- INPUT DATA:
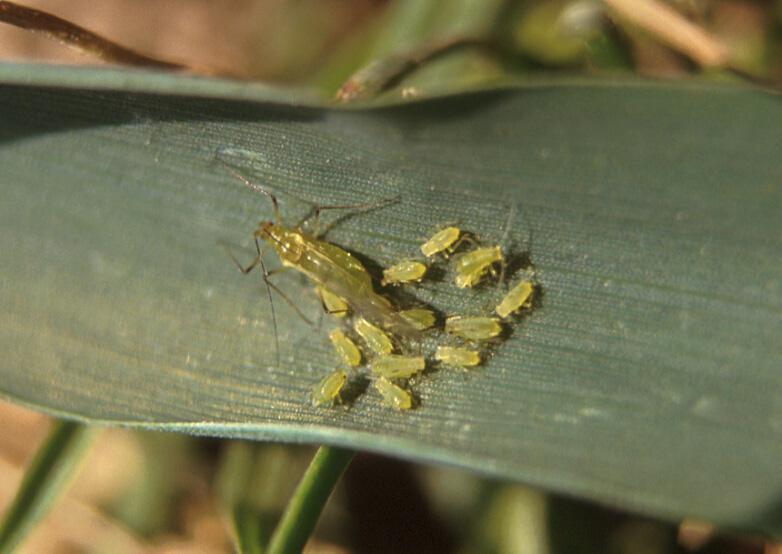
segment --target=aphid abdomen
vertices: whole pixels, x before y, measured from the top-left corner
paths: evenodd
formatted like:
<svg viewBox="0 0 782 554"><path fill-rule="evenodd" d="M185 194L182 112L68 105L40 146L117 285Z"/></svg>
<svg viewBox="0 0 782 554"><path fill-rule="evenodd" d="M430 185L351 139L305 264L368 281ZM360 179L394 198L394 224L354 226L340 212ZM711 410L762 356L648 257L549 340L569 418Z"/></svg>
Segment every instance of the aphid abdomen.
<svg viewBox="0 0 782 554"><path fill-rule="evenodd" d="M358 316L383 329L409 337L417 331L385 297L372 288L372 277L349 252L325 241L307 239L297 265L319 286L338 296Z"/></svg>
<svg viewBox="0 0 782 554"><path fill-rule="evenodd" d="M345 291L372 290L372 278L361 262L324 241L308 238L303 254L292 267L346 302Z"/></svg>

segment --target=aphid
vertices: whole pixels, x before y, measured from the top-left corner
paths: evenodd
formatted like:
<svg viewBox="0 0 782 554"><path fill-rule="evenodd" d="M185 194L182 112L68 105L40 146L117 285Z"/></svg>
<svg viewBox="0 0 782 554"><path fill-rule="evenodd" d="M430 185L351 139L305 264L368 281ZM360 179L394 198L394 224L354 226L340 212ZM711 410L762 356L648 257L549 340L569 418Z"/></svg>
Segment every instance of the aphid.
<svg viewBox="0 0 782 554"><path fill-rule="evenodd" d="M394 349L394 343L391 342L389 336L381 328L372 325L362 317L353 322L353 329L364 339L369 349L377 355L390 354Z"/></svg>
<svg viewBox="0 0 782 554"><path fill-rule="evenodd" d="M461 231L457 227L446 227L437 231L432 238L421 245L421 253L427 258L443 252L446 256L453 251Z"/></svg>
<svg viewBox="0 0 782 554"><path fill-rule="evenodd" d="M386 379L407 379L423 371L426 361L423 356L386 354L372 360L369 367L373 373Z"/></svg>
<svg viewBox="0 0 782 554"><path fill-rule="evenodd" d="M410 308L402 310L399 314L419 331L433 327L437 318L429 308Z"/></svg>
<svg viewBox="0 0 782 554"><path fill-rule="evenodd" d="M383 402L397 410L409 410L413 407L413 397L399 385L395 385L385 377L372 381L375 390L383 397Z"/></svg>
<svg viewBox="0 0 782 554"><path fill-rule="evenodd" d="M318 206L297 226L286 227L281 223L277 198L271 192L251 183L231 168L228 169L247 187L268 196L274 207L274 222L262 221L253 233L255 248L258 252L255 259L247 267L242 267L237 262L243 273L249 273L254 267L260 265L263 269L264 280L268 285L296 308L296 305L268 280L270 273L264 268L259 242L263 240L274 249L284 267L293 268L303 273L315 285L327 289L347 304L354 313L367 321L400 336L412 336L417 333L415 327L399 314L387 298L374 291L372 277L361 265L361 262L342 248L321 240L317 231L310 234L302 230L302 225L311 217L315 218L317 229L320 212L323 210L370 209L388 204L390 201L350 206ZM298 311L298 308L296 309Z"/></svg>
<svg viewBox="0 0 782 554"><path fill-rule="evenodd" d="M315 287L315 290L318 291L318 296L320 296L320 300L323 302L323 308L326 310L326 313L336 317L345 317L345 314L348 313L348 305L344 300L330 292L329 289Z"/></svg>
<svg viewBox="0 0 782 554"><path fill-rule="evenodd" d="M383 270L383 280L380 284L398 285L401 283L417 283L426 274L426 266L421 262L405 260Z"/></svg>
<svg viewBox="0 0 782 554"><path fill-rule="evenodd" d="M326 375L312 389L312 405L320 406L327 402L333 402L335 398L339 397L339 393L347 380L348 376L342 369L335 369Z"/></svg>
<svg viewBox="0 0 782 554"><path fill-rule="evenodd" d="M532 281L521 281L508 291L508 294L497 304L494 311L502 318L508 317L516 310L529 304L534 290L535 286L532 284Z"/></svg>
<svg viewBox="0 0 782 554"><path fill-rule="evenodd" d="M473 367L481 363L479 352L457 346L438 346L434 359L455 367Z"/></svg>
<svg viewBox="0 0 782 554"><path fill-rule="evenodd" d="M467 340L488 340L502 332L496 317L451 316L445 320L445 332Z"/></svg>
<svg viewBox="0 0 782 554"><path fill-rule="evenodd" d="M482 246L460 255L456 259L456 286L462 289L472 287L487 271L494 275L495 263L505 264L499 246Z"/></svg>
<svg viewBox="0 0 782 554"><path fill-rule="evenodd" d="M361 352L358 346L342 332L342 329L331 331L329 338L334 345L334 350L337 351L337 355L345 365L356 367L361 363Z"/></svg>

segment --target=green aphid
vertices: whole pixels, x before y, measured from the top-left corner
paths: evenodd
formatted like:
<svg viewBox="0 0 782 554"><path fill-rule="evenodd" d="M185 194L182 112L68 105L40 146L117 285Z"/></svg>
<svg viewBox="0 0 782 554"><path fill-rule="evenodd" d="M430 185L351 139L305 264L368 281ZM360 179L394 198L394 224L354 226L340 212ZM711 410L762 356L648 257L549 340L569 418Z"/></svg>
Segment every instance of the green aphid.
<svg viewBox="0 0 782 554"><path fill-rule="evenodd" d="M474 367L480 365L481 354L476 350L458 346L438 346L434 359L452 367Z"/></svg>
<svg viewBox="0 0 782 554"><path fill-rule="evenodd" d="M312 389L312 405L321 406L339 398L339 393L345 386L348 376L342 369L335 369L326 375Z"/></svg>
<svg viewBox="0 0 782 554"><path fill-rule="evenodd" d="M329 289L315 287L315 290L318 291L318 296L320 296L320 300L323 302L323 307L326 309L327 313L330 313L336 317L345 317L345 315L348 313L347 302L342 300L333 292L329 291Z"/></svg>
<svg viewBox="0 0 782 554"><path fill-rule="evenodd" d="M408 325L410 324L408 323ZM394 343L391 342L391 338L380 327L372 325L363 317L356 319L353 323L353 329L356 330L356 333L375 354L390 354L394 350Z"/></svg>
<svg viewBox="0 0 782 554"><path fill-rule="evenodd" d="M446 227L437 231L432 238L421 245L421 253L430 258L442 252L447 257L456 247L459 235L461 231L457 227Z"/></svg>
<svg viewBox="0 0 782 554"><path fill-rule="evenodd" d="M419 331L434 327L437 318L429 308L410 308L399 312L413 327Z"/></svg>
<svg viewBox="0 0 782 554"><path fill-rule="evenodd" d="M475 286L488 271L495 275L494 264L503 265L505 258L499 246L482 246L456 258L456 286Z"/></svg>
<svg viewBox="0 0 782 554"><path fill-rule="evenodd" d="M516 310L528 306L532 301L532 294L535 291L535 285L532 281L521 281L515 287L508 291L505 298L497 304L494 311L501 318L506 318Z"/></svg>
<svg viewBox="0 0 782 554"><path fill-rule="evenodd" d="M418 283L426 275L427 267L421 262L405 260L383 270L382 286Z"/></svg>
<svg viewBox="0 0 782 554"><path fill-rule="evenodd" d="M413 397L399 385L395 385L385 377L372 380L375 390L383 397L386 405L397 410L409 410L413 407Z"/></svg>
<svg viewBox="0 0 782 554"><path fill-rule="evenodd" d="M284 267L295 269L305 275L312 283L324 289L347 304L350 310L390 333L400 336L414 336L417 331L405 320L399 311L384 296L375 292L372 277L366 268L350 252L321 239L316 231L308 233L301 224L295 227L284 225L280 218L277 198L260 185L229 168L252 190L269 197L274 207L274 221L262 221L253 233L258 255L247 267L237 265L243 273L249 273L254 267L263 266L260 241L275 251ZM391 203L390 200L375 204L355 204L350 206L319 206L313 210L318 227L319 214L326 209L369 209ZM305 219L305 221L307 221ZM236 260L234 260L236 261ZM281 291L268 280L269 273L264 270L264 279L270 287ZM295 303L291 302L295 307Z"/></svg>
<svg viewBox="0 0 782 554"><path fill-rule="evenodd" d="M502 332L496 317L451 316L445 320L445 332L466 340L488 340Z"/></svg>
<svg viewBox="0 0 782 554"><path fill-rule="evenodd" d="M361 363L361 352L352 340L341 329L334 329L329 333L331 343L340 359L350 367L356 367Z"/></svg>
<svg viewBox="0 0 782 554"><path fill-rule="evenodd" d="M426 367L423 356L401 356L386 354L378 356L369 364L373 373L386 379L408 379Z"/></svg>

- WHAT THE TASK ASKS:
List, from the entries above, every line in which the word "target" shows up.

- REPLY:
segment --target=aphid abdomen
segment --target=aphid
segment --target=green aphid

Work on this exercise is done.